## ARBEITSSCHRITTE
(a) Nenne alle Autoren, die der Artikel über Kommissar Wisting als Beispiele für Schriftsteller mit eigenem Fachwissen aufführt.
(b) Gib aus dem Artikel über Kommissar Wisting wortgetreu alles aus, was von „06.06.2025 von SWYRL/Susanne“ bis hin zu „unschuldig im Gefängnis?“ reicht.

## TEXTAUSZUG
*****
06.06.2025 von SWYRL/Susanne Bald
Eigentlich befindet sich Kommissar Wisting zu Beginn des neuen, vierteiligen Falls im Krankenstand. Doch als ihn jemand anonym auf Ermittlungsfehler bei einem Jahre zurückliegenden Mord an einer jungen Frau hinweist, ist sein Spürsinn geweckt. Sitzt der Ex-Freund der Toten unschuldig im Gefängnis?
Es ist immer von Vorteil, wenn ein Autor selbst Experte ist. Gerade im Krimi-Genre lassen sich so einige finden. Strafverteidiger und Bestsellerautor Ferdinand von Schirach ("Verbrechen") etwa. Oder John Grisham ("Die Firma"), der mehrere Jahre als Anwalt tätig war. Jørn Lier Horst wiederum war früher leitender Ermittler bei der Polizei in der südnorwegischen Provinz Larvik, ehe er Vollzeit-Schriftsteller wurde. Seine wohl bekannteste Romanfigur ist der so aufrichtige wie empathische und nach vielen Dienstjahren abgeklärte Kommissar William Wisting. Auch er ermittelt in Larvik.
*****
## ANGEZEIGTE DATEN
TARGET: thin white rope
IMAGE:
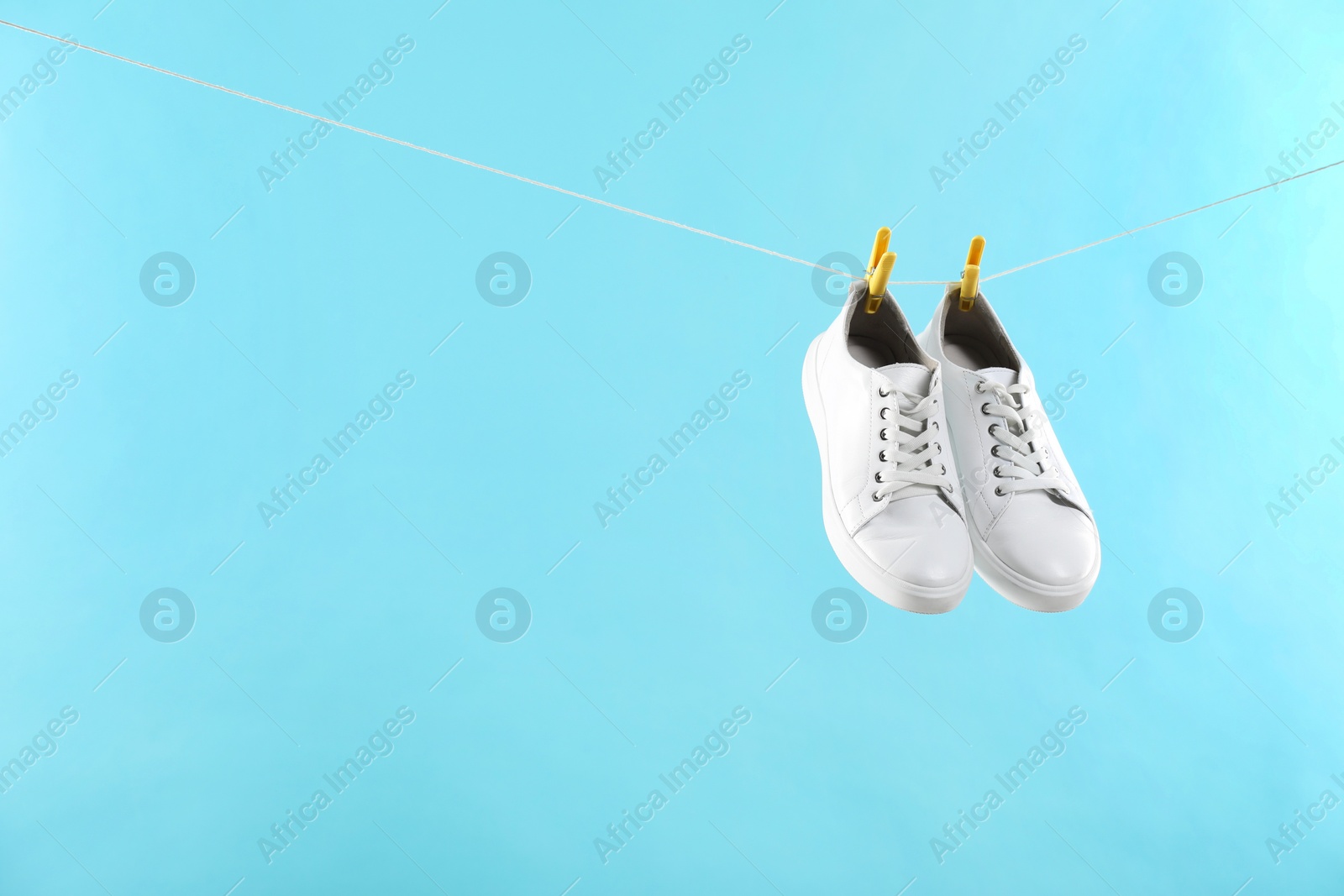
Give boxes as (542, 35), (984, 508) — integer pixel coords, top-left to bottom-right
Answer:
(0, 18), (1344, 286)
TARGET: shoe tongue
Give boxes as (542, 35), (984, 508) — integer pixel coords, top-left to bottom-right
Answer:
(878, 364), (932, 398)
(976, 367), (1017, 385)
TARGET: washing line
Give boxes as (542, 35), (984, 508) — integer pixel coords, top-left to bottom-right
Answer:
(0, 18), (1344, 286)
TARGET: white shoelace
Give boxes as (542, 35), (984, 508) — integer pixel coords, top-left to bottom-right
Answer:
(976, 380), (1068, 497)
(872, 385), (952, 501)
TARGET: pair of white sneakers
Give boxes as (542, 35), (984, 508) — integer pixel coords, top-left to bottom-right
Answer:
(802, 275), (1100, 612)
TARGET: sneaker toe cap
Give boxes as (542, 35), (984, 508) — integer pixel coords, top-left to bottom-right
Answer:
(985, 504), (1098, 587)
(853, 495), (972, 589)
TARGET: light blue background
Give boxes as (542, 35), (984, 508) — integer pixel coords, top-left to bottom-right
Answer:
(0, 0), (1344, 896)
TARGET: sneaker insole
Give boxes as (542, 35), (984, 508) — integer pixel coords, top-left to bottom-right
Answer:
(942, 336), (995, 371)
(849, 333), (899, 368)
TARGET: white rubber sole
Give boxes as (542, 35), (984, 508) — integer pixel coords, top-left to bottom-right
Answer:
(970, 531), (1100, 612)
(802, 336), (974, 612)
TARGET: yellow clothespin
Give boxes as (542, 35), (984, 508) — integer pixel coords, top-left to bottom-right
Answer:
(863, 227), (896, 314)
(961, 237), (985, 312)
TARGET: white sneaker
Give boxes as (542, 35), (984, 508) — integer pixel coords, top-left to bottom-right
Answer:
(802, 280), (974, 612)
(919, 285), (1100, 612)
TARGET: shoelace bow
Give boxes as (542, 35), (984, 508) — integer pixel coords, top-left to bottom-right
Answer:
(976, 380), (1068, 495)
(872, 385), (952, 501)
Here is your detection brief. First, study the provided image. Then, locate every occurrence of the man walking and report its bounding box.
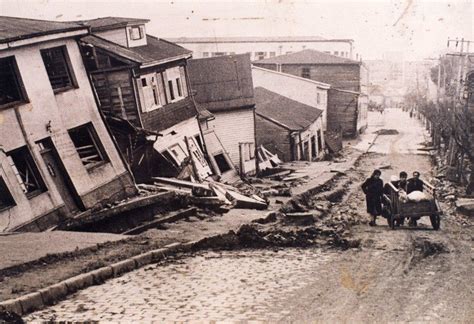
[362,170,383,226]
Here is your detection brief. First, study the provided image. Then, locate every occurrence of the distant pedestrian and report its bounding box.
[407,171,424,226]
[395,171,408,192]
[407,171,423,194]
[362,170,383,226]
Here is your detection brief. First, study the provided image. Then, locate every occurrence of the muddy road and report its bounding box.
[27,111,474,323]
[283,111,474,323]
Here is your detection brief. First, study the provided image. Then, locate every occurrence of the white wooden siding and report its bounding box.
[94,28,128,47]
[209,109,255,171]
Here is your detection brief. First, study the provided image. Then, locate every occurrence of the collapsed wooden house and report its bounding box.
[0,17,136,232]
[80,17,212,182]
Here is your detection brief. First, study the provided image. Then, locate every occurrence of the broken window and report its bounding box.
[0,56,26,106]
[129,26,144,40]
[68,123,107,169]
[301,68,311,79]
[168,80,176,101]
[255,52,267,60]
[163,66,188,102]
[0,177,16,210]
[214,153,232,173]
[41,46,77,92]
[7,146,46,198]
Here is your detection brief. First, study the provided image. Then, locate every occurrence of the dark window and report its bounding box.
[301,68,311,79]
[168,80,175,100]
[8,146,46,198]
[130,26,143,40]
[68,123,107,168]
[194,135,204,152]
[214,153,231,173]
[41,46,76,91]
[176,78,183,97]
[0,177,16,210]
[0,56,26,106]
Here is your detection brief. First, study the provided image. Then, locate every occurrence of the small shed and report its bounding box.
[254,87,324,161]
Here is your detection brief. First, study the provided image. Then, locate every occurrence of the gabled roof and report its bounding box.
[170,36,354,43]
[188,54,255,112]
[76,17,150,31]
[252,65,331,90]
[0,16,88,44]
[81,35,192,64]
[253,49,361,66]
[254,87,323,131]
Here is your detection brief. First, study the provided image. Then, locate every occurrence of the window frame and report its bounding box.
[0,175,16,212]
[301,67,311,79]
[0,55,30,110]
[128,25,144,41]
[67,122,110,172]
[7,145,48,199]
[40,45,79,94]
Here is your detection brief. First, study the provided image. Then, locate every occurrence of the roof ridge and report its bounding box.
[0,15,84,27]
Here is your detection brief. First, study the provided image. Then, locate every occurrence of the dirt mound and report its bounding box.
[374,129,399,135]
[0,310,25,324]
[413,239,449,258]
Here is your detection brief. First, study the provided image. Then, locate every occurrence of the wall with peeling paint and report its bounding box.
[0,39,132,231]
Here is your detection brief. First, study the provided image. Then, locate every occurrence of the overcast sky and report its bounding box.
[0,0,474,59]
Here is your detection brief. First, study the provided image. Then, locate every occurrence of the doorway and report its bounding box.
[36,137,85,215]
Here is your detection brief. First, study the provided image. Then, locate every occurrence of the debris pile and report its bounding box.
[374,128,399,135]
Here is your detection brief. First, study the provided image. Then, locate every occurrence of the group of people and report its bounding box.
[362,170,423,226]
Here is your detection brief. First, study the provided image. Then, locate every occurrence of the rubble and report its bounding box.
[374,129,399,135]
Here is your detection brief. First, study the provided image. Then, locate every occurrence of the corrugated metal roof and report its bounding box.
[254,87,323,131]
[76,17,150,31]
[188,54,255,112]
[168,36,354,43]
[0,16,87,43]
[81,35,191,64]
[253,49,361,66]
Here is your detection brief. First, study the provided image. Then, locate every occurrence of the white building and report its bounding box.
[0,17,136,232]
[168,36,360,61]
[252,66,331,131]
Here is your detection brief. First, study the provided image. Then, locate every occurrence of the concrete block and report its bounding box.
[0,298,23,315]
[18,291,45,314]
[39,282,68,305]
[165,243,182,254]
[111,259,136,276]
[90,267,114,284]
[151,248,168,262]
[132,252,153,268]
[63,273,94,293]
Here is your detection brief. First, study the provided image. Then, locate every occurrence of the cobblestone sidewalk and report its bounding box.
[26,249,334,323]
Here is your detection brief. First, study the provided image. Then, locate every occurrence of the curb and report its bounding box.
[0,241,197,316]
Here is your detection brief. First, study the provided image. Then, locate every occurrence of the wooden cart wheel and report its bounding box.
[430,214,441,231]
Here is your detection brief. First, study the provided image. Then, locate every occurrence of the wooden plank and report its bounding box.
[122,207,197,235]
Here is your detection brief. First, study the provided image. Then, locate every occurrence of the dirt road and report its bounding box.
[283,111,474,323]
[28,111,474,323]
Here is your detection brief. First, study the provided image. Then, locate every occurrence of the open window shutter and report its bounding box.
[142,75,155,111]
[162,71,171,103]
[179,66,188,97]
[156,73,166,106]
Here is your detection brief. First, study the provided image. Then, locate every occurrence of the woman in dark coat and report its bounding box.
[362,170,383,226]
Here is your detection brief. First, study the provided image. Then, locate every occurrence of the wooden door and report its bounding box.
[37,138,84,214]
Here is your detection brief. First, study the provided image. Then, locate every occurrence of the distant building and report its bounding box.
[169,36,360,61]
[0,17,136,232]
[189,54,256,180]
[252,66,330,131]
[253,49,369,137]
[255,87,324,161]
[81,17,211,182]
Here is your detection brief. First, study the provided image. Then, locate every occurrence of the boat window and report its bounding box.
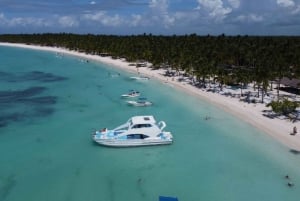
[127,134,149,139]
[132,124,152,128]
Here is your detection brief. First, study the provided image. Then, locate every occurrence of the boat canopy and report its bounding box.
[131,116,156,124]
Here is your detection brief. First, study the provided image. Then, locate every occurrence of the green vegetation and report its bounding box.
[267,99,300,115]
[0,33,300,114]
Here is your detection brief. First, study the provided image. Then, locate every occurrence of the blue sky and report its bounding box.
[0,0,300,35]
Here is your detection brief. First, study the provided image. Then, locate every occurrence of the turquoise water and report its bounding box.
[0,46,300,201]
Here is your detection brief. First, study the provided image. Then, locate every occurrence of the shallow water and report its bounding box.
[0,47,300,201]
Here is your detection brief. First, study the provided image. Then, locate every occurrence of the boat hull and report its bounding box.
[93,138,173,147]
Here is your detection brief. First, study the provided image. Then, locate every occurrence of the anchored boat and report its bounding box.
[92,116,173,147]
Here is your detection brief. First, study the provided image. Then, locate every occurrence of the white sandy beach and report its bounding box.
[0,43,300,151]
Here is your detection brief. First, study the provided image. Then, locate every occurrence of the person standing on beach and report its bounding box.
[293,126,297,135]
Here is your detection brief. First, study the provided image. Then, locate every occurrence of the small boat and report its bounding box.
[92,116,173,147]
[121,90,141,98]
[130,76,150,81]
[159,196,178,201]
[127,98,153,107]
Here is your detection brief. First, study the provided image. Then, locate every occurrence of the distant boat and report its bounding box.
[92,116,173,147]
[127,98,153,107]
[159,196,178,201]
[130,76,150,81]
[121,89,141,98]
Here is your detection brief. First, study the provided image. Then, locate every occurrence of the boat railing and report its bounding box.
[158,121,167,130]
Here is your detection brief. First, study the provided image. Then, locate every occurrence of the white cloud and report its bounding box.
[235,13,264,23]
[228,0,240,8]
[292,5,300,15]
[0,13,51,27]
[129,14,143,27]
[277,0,295,8]
[196,0,237,21]
[58,16,79,27]
[148,0,175,28]
[82,11,124,27]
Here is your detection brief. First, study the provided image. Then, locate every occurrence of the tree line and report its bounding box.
[0,33,300,100]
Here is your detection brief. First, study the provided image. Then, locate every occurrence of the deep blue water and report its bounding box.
[0,46,300,201]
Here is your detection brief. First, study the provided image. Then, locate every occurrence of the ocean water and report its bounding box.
[0,46,300,201]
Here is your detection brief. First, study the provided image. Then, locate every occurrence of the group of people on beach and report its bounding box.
[291,126,297,135]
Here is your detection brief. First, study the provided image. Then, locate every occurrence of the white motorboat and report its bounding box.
[127,98,153,107]
[130,76,150,81]
[121,90,141,98]
[92,116,173,147]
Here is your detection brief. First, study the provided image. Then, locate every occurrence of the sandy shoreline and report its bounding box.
[0,43,300,151]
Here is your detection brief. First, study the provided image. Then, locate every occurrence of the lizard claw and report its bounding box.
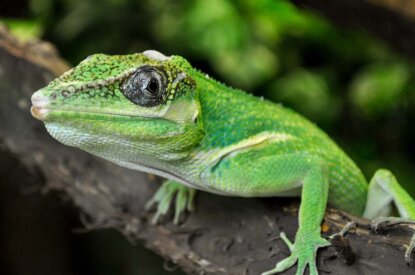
[370,217,415,265]
[146,181,196,224]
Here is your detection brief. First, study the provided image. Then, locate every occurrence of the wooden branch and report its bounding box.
[292,0,415,58]
[0,23,415,275]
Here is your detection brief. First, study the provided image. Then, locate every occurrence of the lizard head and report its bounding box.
[31,51,203,166]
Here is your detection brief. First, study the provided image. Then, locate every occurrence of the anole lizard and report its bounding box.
[31,51,415,275]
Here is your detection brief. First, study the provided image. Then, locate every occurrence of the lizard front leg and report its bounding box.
[262,158,330,275]
[363,169,415,264]
[203,151,330,275]
[146,180,196,224]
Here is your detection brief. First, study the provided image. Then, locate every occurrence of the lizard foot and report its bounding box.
[261,231,330,275]
[146,181,196,224]
[370,217,415,265]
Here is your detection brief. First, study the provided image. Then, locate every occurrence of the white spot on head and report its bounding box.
[143,50,169,61]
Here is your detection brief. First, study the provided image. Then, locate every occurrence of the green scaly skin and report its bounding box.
[32,51,415,274]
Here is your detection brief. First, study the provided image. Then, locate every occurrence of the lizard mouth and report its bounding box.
[30,106,49,121]
[30,92,49,121]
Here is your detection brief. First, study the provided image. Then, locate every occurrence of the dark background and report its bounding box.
[0,0,415,274]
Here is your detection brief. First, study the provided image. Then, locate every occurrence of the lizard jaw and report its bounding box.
[30,91,49,121]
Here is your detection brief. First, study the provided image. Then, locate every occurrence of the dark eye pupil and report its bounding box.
[147,78,159,93]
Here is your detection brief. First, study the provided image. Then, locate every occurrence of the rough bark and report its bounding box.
[292,0,415,58]
[0,24,415,275]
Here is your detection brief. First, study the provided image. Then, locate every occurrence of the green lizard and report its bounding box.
[31,51,415,275]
*****
## ANTWORTEN
(a) Ferdinand von Schirach, John Grisham, Jørn Lier Horst

(b)
06.06.2025 von SWYRL/Susanne Bald
Eigentlich befindet sich Kommissar Wisting zu Beginn des neuen, vierteiligen Falls im Krankenstand. Doch als ihn jemand anonym auf Ermittlungsfehler bei einem Jahre zurückliegenden Mord an einer jungen Frau hinweist, ist sein Spürsinn geweckt. Sitzt der Ex-Freund der Toten unschuldig im Gefängnis?